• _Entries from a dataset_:
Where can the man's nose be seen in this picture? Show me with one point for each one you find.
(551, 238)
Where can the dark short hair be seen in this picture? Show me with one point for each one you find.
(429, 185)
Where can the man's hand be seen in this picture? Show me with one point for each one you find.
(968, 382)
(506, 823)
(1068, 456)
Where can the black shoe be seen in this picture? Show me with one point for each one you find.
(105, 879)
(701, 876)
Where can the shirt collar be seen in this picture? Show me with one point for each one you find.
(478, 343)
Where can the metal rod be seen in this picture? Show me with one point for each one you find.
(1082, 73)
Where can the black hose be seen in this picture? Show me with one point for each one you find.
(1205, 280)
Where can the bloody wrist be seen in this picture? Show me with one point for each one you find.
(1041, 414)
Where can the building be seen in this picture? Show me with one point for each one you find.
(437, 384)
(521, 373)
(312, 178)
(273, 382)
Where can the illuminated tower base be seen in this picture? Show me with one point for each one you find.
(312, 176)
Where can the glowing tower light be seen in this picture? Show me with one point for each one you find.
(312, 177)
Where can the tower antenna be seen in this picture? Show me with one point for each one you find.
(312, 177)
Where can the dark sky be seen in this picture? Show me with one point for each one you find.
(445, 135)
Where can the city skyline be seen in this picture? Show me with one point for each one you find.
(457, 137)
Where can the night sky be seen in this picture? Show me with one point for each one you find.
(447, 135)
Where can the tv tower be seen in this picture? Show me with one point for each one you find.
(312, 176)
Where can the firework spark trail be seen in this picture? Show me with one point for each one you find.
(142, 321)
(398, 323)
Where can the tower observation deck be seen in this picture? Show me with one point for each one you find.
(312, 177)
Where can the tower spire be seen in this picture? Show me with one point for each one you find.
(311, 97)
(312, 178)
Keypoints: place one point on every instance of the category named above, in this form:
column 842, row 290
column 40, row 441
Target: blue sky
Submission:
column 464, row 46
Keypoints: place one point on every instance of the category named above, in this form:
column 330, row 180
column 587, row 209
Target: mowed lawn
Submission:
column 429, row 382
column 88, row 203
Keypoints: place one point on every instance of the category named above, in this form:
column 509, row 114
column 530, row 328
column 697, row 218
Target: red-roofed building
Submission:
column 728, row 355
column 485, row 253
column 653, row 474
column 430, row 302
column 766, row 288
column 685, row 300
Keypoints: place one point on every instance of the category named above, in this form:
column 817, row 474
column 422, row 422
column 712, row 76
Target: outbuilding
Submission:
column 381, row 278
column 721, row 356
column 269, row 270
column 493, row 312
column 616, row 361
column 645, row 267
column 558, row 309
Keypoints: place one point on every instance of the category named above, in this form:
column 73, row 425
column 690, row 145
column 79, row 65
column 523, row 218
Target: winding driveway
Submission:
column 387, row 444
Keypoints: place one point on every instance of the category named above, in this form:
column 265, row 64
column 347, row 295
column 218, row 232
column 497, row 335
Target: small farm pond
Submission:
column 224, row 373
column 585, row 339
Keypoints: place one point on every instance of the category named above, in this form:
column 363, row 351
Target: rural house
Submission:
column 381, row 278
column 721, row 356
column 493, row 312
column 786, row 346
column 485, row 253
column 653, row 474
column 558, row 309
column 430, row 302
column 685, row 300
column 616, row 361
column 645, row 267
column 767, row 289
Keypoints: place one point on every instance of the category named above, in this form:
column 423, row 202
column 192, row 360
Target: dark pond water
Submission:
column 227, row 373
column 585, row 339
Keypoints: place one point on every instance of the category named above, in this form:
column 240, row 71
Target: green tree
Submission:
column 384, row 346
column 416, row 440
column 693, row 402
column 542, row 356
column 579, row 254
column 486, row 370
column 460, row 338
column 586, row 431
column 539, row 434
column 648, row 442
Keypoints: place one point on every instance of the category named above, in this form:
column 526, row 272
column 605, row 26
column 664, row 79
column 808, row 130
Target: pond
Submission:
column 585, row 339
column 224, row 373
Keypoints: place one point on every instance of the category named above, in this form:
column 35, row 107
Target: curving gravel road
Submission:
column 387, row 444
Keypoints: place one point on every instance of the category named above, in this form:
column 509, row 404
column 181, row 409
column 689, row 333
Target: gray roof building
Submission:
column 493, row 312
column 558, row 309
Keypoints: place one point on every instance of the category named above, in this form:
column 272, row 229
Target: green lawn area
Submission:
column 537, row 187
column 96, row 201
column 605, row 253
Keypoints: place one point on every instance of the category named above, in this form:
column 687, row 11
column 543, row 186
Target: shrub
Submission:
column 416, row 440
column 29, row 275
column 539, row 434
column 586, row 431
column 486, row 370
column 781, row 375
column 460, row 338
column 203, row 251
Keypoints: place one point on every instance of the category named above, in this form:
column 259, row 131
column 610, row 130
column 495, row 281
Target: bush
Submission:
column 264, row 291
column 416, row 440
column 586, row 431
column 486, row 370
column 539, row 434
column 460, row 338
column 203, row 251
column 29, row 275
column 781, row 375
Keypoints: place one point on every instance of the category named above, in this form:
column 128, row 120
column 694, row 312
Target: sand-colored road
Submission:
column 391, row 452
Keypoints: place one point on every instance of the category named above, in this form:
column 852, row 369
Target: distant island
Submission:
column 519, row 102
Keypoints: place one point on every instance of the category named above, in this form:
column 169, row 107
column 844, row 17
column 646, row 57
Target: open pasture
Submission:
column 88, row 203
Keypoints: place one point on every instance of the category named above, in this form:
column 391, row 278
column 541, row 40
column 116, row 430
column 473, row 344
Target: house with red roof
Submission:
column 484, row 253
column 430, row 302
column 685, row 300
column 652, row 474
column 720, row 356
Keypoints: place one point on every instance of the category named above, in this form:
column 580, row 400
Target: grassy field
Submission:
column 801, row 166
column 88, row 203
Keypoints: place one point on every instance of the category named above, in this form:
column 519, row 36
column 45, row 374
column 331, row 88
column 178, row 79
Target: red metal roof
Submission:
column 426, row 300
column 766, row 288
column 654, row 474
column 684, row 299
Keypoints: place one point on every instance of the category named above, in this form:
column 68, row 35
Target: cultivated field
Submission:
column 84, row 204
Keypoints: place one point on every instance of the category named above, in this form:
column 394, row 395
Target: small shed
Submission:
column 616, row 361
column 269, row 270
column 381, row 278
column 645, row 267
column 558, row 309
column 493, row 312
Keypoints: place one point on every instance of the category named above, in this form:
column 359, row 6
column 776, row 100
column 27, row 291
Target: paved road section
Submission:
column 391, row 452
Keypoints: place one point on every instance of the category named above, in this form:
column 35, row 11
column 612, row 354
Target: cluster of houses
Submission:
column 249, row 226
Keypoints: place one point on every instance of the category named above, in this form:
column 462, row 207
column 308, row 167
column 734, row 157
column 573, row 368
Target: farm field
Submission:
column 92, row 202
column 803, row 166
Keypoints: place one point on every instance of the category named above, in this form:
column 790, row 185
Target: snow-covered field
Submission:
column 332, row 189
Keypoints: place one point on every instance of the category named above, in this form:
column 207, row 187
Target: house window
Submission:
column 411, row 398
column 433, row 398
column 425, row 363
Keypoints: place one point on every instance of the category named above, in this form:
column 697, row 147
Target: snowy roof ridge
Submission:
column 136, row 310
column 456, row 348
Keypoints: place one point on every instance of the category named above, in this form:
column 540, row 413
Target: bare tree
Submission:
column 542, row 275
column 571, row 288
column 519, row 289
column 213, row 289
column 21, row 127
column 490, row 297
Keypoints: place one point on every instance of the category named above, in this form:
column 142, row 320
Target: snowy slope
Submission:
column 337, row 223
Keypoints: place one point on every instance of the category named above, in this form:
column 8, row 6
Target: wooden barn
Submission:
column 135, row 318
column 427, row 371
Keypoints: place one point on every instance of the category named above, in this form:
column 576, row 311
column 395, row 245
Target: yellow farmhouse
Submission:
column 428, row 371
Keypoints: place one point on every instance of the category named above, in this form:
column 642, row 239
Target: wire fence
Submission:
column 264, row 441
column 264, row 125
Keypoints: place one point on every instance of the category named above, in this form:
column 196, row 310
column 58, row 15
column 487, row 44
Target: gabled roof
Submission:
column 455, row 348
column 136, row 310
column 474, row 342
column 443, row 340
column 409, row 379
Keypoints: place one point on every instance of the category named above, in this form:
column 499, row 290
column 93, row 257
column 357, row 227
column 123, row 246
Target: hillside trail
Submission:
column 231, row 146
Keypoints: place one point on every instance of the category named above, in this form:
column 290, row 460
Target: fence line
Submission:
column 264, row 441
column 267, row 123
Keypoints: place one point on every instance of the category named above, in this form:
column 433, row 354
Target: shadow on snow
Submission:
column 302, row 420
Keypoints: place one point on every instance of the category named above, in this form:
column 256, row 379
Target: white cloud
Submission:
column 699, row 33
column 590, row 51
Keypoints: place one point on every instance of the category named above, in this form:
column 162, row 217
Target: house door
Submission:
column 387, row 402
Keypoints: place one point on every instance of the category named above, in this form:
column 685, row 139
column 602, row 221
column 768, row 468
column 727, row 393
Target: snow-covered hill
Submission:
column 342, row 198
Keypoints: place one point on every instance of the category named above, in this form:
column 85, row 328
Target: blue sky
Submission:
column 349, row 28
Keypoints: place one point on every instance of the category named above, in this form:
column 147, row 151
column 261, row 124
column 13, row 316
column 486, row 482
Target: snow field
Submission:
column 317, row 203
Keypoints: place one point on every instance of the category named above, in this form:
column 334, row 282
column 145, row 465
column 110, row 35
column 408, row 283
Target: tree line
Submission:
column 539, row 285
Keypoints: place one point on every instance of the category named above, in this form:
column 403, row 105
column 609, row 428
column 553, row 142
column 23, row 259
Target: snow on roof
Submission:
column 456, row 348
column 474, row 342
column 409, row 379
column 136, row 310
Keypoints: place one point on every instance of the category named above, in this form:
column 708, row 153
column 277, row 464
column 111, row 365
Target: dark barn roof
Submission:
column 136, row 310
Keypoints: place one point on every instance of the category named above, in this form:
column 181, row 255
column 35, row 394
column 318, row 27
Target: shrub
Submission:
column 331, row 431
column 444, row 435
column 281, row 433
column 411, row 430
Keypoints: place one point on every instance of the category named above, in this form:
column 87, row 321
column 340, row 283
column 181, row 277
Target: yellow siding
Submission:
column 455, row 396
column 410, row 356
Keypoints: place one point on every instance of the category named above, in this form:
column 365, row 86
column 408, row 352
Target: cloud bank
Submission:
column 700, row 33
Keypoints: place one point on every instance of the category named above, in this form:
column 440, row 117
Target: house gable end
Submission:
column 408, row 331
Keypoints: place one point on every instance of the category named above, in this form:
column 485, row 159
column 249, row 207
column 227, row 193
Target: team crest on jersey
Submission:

• _Task details_: Gather every line in the entries above that contains the word "cloud", and copy each of those lines in full.

• _The answer_:
Target: white cloud
Target: cloud bank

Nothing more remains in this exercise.